## START

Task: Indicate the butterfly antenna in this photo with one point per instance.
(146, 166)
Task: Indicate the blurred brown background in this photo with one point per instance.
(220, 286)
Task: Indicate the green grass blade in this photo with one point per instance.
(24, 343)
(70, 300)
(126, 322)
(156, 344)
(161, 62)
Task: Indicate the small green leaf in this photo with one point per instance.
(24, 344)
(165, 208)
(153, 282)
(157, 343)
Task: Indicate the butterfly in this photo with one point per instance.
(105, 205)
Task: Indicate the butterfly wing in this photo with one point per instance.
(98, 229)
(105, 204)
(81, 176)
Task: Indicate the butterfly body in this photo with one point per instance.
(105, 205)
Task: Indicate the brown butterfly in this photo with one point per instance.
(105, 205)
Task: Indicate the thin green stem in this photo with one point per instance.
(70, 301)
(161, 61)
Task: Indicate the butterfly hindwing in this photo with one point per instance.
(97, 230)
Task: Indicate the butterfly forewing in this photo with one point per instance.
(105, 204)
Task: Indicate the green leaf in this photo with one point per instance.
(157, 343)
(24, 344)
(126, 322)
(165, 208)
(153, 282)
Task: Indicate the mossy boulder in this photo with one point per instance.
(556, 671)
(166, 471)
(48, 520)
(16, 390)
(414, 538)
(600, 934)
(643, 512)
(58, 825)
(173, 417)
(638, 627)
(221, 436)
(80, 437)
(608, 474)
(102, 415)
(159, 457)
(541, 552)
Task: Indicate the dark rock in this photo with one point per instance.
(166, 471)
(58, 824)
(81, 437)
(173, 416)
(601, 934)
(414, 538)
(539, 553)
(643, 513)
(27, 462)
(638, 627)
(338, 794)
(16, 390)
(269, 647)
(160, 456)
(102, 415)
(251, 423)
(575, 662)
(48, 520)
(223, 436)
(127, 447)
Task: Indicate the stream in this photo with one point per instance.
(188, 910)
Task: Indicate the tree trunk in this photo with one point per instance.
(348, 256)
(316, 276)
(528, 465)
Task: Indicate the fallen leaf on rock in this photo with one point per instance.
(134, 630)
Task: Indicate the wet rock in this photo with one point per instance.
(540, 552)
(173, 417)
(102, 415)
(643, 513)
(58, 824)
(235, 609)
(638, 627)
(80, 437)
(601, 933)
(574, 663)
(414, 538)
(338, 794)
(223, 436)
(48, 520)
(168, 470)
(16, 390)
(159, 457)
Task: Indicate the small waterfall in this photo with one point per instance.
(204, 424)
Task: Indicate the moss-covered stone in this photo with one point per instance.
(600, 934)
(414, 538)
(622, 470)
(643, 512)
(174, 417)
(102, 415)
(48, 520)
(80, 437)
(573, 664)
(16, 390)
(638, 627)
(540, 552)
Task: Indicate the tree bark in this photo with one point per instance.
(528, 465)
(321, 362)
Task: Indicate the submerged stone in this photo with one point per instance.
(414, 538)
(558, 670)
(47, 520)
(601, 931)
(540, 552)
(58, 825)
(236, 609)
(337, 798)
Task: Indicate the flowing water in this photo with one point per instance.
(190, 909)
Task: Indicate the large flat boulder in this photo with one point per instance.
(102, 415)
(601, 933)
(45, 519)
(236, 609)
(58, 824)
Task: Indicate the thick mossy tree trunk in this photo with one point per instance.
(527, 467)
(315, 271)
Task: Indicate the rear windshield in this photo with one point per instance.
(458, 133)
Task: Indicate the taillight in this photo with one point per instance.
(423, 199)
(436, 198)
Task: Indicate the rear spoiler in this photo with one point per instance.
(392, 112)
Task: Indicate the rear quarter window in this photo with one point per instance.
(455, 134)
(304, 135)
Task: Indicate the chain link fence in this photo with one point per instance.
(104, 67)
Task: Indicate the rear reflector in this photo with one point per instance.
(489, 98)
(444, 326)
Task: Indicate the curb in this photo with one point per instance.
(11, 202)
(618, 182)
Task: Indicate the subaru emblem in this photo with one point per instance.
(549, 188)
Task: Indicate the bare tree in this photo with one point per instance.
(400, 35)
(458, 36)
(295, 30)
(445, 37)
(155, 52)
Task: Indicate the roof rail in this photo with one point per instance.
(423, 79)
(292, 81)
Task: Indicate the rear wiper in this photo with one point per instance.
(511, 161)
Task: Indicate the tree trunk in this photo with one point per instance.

## END

__Exercise description__. Every entry should be output exactly as written, please.

__Written response__.
Task: Indicate the butterfly antenna in this photo with one point per instance.
(146, 166)
Task: Indicate the blurred brown background in this photo with one point per instance.
(220, 286)
Task: Indicate the green grass blade in this photo with one point per instance.
(24, 343)
(70, 300)
(126, 322)
(156, 344)
(161, 62)
Task: Indicate the small green leaf in this photo with one point per instance.
(24, 344)
(165, 208)
(153, 282)
(157, 343)
Task: Indicate the butterfly in this photo with one point per instance.
(105, 205)
Task: Indicate the butterfly wing in this photo with one point per instance.
(98, 229)
(105, 204)
(81, 176)
Task: Indicate the butterfly body in this photo with one point per instance.
(105, 205)
Task: Indicate the brown butterfly in this photo with one point per instance.
(105, 205)
Task: Indicate the thin green stem in this photo with one point per instance.
(70, 301)
(161, 61)
Task: Indicate the butterfly hindwing in this photo with one point per instance.
(97, 230)
Task: Indicate the butterfly forewing in this photo with one point per instance.
(105, 204)
Task: Indicate the green leaf in this photo with one point per instance.
(157, 343)
(24, 344)
(126, 322)
(165, 208)
(153, 282)
Task: Indicate the mossy boulder in this photo with one point per instance.
(556, 671)
(166, 471)
(48, 520)
(16, 390)
(414, 538)
(600, 934)
(643, 512)
(58, 825)
(173, 417)
(638, 627)
(221, 436)
(80, 437)
(608, 474)
(102, 415)
(159, 457)
(541, 552)
Task: Indicate the dark rock in this photo with one point per instance.
(166, 471)
(58, 824)
(81, 437)
(173, 416)
(601, 934)
(414, 538)
(539, 553)
(643, 513)
(27, 462)
(638, 627)
(338, 794)
(16, 390)
(269, 647)
(160, 456)
(102, 415)
(251, 423)
(575, 662)
(48, 520)
(223, 436)
(127, 447)
Task: Indicate the stream in this photo with one point per instance.
(188, 910)
Task: Indicate the tree trunk in this photo with one point per instance.
(348, 256)
(316, 276)
(528, 465)
Task: Indicate the fallen leaf on rock in this photo with one point per instance.
(134, 630)
Task: Indicate the wet rock in this photo with one point per instance.
(540, 552)
(173, 417)
(102, 415)
(643, 513)
(58, 824)
(235, 609)
(638, 627)
(80, 437)
(601, 933)
(574, 663)
(414, 538)
(338, 794)
(223, 436)
(48, 520)
(168, 470)
(16, 390)
(159, 457)
Task: Indicate the small waterfall in this photo with one point per instance.
(204, 424)
Task: Indicate the moss-covered stone in this photo with one point per instance.
(600, 934)
(414, 538)
(622, 470)
(643, 512)
(174, 417)
(102, 415)
(48, 520)
(80, 437)
(573, 664)
(16, 390)
(638, 627)
(540, 552)
Task: Indicate the tree bark in this photo with one point per instance.
(528, 465)
(321, 362)
Task: Indicate the submerged stone in this photo with one point per instance.
(414, 538)
(558, 670)
(47, 520)
(601, 931)
(540, 552)
(58, 825)
(236, 609)
(337, 798)
Task: Indicate the flowing water in this photo with one point per instance.
(190, 909)
Task: Indicate the large flat boulder in this photo with one point per instance.
(102, 415)
(601, 933)
(45, 519)
(236, 609)
(58, 824)
Task: Indicate the thick mossy tree trunk in this photo with one point per instance.
(527, 467)
(315, 271)
Task: Indicate the rear windshield in this photo with one point per instance.
(458, 133)
Task: Indicate the taillight in this photo with one point per instance.
(423, 199)
(436, 198)
Task: Indicate the rear spoiler in this photo with one point per instance.
(392, 112)
Task: Indicate the rear quarter window in this photo with one point per instance.
(455, 134)
(304, 135)
Task: Indicate the chain link fence in this photo with one point per instance.
(104, 67)
Task: Indicate the rear reflector in this photo with one point per instance.
(489, 98)
(444, 326)
Task: Indicate the curb in this photo with one point per instance.
(11, 202)
(618, 182)
Task: Indicate the subaru emblem in this photo with one point per instance.
(549, 188)
Task: Indicate the bare tree in this photo with one point per instance.
(400, 35)
(458, 36)
(295, 30)
(445, 37)
(155, 52)
Task: Indicate the roof rail in this photo with one point per instance.
(423, 79)
(292, 81)
Task: Indicate the rear wiper in this photo with one point per instance.
(511, 161)
Task: Indicate the tree trunk in this photo with one point per instance.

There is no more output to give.